◆ SET TASK
Recast the entries, from the start through the line containing "345 197 L 349", as a two-column CSV with the header instruction,output and one row per request. Put each request's text and its answer in a single quoted field each, with line breaks replaced by spaces.

◆ INPUT MATERIAL
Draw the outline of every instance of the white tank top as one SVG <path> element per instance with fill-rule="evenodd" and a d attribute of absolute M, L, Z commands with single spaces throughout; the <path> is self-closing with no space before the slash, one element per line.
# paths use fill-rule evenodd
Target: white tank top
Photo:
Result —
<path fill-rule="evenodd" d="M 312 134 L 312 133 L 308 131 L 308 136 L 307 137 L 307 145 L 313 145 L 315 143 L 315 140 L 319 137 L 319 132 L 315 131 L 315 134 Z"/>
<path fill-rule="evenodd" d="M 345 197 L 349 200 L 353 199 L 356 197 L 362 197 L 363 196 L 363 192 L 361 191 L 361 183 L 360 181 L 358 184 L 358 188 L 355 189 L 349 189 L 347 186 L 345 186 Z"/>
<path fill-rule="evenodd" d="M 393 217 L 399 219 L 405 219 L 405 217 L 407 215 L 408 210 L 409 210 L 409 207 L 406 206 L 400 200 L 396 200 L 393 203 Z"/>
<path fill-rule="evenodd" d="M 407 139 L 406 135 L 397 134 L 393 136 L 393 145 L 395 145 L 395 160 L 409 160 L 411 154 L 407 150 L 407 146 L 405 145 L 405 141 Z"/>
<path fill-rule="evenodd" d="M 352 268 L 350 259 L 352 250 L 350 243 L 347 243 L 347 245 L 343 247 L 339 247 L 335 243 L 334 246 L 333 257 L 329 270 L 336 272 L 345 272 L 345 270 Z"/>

◆ RESPONSE TO THIS TASK
instruction,output
"Draw the outline of every instance of the white tank top as one SVG <path> element per instance with fill-rule=""evenodd"" and a d attribute of absolute M, L, Z commands with single spaces throughout; the <path> is self-closing with no space before the slash, one element per line. # paths use fill-rule evenodd Target: white tank top Photo: Result —","<path fill-rule=""evenodd"" d=""M 312 134 L 312 133 L 308 131 L 308 136 L 307 137 L 307 145 L 313 145 L 315 143 L 315 140 L 319 137 L 319 132 L 315 131 L 315 134 Z""/> <path fill-rule=""evenodd"" d=""M 345 197 L 349 200 L 353 199 L 356 197 L 362 197 L 363 196 L 363 192 L 361 191 L 361 183 L 360 181 L 358 184 L 358 188 L 355 189 L 349 189 L 347 186 L 345 186 Z""/>"